• [Your goal]
Transcribe the passage below on machete violence in Germany word for word, from its first sentence to its last.

-- START OF Excerpted text --

I can sympathise with the chaps. I don't go to Germany terribly often, and it has been a while since I have been to Berlin. But I was in the deep south and far north of the country not so long ago, and at either end the first thing I do of a morning is stroll to a favourite bakery and take a coffee with the accompanying glass of water at a sidewalk table. It would be immensely irritating to have one's start to the day interrupted by the usual machete-wielding nutter and I can well understand the urge to beat him to a pulp. The normalisation of phrases such as "Macheten-Mann" does not speak well for any polity.
So certain things can be said with reasonable confidence. There will be more machetes in Germany's future, more "Macheten-Männer", and more violence, lots more. The only question is whether one side retains its monopoly of violence - as in, say, the recent Munich "car attack" - or whether it is met with reciprocal violence at the point of contact. I would bet on the latter: it is asking a lot to expect any people, even in a flailing low-trust society, just to offer themselves up to the day's stabbing. So there is a certain powerful symbolism to the thwarted stabber's bloody end.

-- END OF Excerpted text --
-- START OF Provided material --

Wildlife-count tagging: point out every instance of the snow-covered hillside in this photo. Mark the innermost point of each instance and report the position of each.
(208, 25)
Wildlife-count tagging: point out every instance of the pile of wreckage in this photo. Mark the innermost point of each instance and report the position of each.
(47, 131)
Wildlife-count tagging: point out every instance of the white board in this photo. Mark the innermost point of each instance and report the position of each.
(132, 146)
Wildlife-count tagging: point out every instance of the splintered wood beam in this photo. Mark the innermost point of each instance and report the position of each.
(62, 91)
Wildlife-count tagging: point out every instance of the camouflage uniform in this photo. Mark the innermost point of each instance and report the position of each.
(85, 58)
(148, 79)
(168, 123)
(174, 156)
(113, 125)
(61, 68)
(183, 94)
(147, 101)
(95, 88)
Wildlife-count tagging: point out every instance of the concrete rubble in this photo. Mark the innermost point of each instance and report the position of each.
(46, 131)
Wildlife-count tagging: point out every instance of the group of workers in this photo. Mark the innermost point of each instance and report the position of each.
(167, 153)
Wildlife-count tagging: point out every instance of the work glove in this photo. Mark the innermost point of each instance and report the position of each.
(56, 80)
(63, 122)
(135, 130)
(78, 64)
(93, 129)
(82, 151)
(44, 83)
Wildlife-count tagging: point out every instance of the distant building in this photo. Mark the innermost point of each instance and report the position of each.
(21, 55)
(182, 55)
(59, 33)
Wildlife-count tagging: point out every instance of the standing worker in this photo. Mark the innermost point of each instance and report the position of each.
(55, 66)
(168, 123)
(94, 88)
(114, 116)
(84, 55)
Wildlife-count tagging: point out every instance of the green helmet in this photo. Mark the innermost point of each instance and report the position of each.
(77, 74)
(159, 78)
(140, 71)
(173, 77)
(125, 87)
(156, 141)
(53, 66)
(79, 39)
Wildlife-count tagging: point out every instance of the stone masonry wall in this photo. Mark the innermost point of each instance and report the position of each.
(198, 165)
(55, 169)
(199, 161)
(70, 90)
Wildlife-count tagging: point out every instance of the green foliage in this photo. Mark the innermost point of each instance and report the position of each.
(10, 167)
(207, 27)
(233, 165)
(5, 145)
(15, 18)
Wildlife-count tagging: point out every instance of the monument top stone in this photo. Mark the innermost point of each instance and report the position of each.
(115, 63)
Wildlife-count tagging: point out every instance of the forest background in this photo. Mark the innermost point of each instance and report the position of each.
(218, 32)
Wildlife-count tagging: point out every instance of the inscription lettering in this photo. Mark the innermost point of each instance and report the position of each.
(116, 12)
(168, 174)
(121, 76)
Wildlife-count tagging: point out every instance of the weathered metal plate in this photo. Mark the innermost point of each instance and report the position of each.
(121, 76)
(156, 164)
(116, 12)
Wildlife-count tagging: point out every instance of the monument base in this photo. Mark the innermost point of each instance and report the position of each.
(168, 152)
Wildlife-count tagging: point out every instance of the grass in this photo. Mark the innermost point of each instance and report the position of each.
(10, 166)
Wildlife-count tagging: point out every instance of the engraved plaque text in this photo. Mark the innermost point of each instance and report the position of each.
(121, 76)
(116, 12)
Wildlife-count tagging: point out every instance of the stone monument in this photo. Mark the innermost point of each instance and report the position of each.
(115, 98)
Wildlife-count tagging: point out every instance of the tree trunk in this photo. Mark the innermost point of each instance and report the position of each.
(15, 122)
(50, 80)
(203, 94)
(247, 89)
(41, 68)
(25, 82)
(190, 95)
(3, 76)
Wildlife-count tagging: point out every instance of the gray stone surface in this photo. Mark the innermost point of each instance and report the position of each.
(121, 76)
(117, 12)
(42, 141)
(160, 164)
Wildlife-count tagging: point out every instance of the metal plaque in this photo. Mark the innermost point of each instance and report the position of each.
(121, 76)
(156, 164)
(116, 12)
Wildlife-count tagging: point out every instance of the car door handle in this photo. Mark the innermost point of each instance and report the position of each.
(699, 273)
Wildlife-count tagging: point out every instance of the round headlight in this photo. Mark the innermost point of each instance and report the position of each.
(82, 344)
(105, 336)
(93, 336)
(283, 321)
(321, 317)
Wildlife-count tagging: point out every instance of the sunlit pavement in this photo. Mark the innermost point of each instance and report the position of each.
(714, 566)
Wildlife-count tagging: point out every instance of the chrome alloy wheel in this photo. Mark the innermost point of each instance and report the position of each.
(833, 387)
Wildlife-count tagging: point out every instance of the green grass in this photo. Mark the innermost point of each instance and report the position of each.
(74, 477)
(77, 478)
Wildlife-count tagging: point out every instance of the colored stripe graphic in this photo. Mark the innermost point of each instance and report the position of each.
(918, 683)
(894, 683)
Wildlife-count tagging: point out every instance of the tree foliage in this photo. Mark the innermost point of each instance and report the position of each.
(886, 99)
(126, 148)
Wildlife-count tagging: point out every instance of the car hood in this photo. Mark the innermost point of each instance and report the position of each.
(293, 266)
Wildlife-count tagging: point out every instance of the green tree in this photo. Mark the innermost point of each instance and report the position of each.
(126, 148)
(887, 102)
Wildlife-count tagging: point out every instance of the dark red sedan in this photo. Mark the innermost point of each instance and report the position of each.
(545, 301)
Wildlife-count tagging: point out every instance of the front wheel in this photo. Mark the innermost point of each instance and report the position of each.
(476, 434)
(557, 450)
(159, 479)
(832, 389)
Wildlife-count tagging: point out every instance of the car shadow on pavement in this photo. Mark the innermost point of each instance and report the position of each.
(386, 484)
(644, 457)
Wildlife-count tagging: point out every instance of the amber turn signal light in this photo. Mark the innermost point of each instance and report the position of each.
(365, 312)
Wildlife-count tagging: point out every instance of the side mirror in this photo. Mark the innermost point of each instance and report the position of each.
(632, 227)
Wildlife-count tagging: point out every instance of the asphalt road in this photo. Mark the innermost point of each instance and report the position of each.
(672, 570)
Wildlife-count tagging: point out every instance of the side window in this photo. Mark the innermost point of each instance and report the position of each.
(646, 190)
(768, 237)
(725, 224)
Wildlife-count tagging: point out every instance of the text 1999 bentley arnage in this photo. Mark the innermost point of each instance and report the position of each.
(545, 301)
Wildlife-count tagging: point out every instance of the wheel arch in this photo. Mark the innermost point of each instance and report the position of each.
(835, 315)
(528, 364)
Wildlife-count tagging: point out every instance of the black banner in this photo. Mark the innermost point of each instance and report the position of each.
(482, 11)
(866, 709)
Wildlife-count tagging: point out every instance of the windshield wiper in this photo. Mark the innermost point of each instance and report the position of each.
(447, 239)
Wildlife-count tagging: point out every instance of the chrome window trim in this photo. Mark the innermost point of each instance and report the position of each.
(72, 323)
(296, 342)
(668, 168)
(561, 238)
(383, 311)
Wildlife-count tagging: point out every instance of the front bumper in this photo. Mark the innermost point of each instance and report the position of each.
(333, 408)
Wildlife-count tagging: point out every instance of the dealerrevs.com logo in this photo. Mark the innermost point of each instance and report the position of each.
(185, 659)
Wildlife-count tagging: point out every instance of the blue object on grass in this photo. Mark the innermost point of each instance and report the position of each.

-- END OF Provided material --

• [Reply]
I can sympathise with the chaps. I don't go to Germany terribly often, and it has been a while since I have been to Berlin. But I was in the deep south and far north of the country not so long ago, and at either end the first thing I do of a morning is stroll to a favourite bakery and take a coffee with the accompanying glass of water at a sidewalk table. It would be immensely irritating to have one's start to the day interrupted by the usual machete-wielding nutter and I can well understand the urge to beat him to a pulp. The normalisation of phrases such as "Macheten-Mann" does not speak well for any polity.
So certain things can be said with reasonable confidence. There will be more machetes in Germany's future, more "Macheten-Männer", and more violence, lots more. The only question is whether one side retains its monopoly of violence - as in, say, the recent Munich "car attack" - or whether it is met with reciprocal violence at the point of contact. I would bet on the latter: it is asking a lot to expect any people, even in a flailing low-trust society, just to offer themselves up to the day's stabbing. So there is a certain powerful symbolism to the thwarted stabber's bloody end.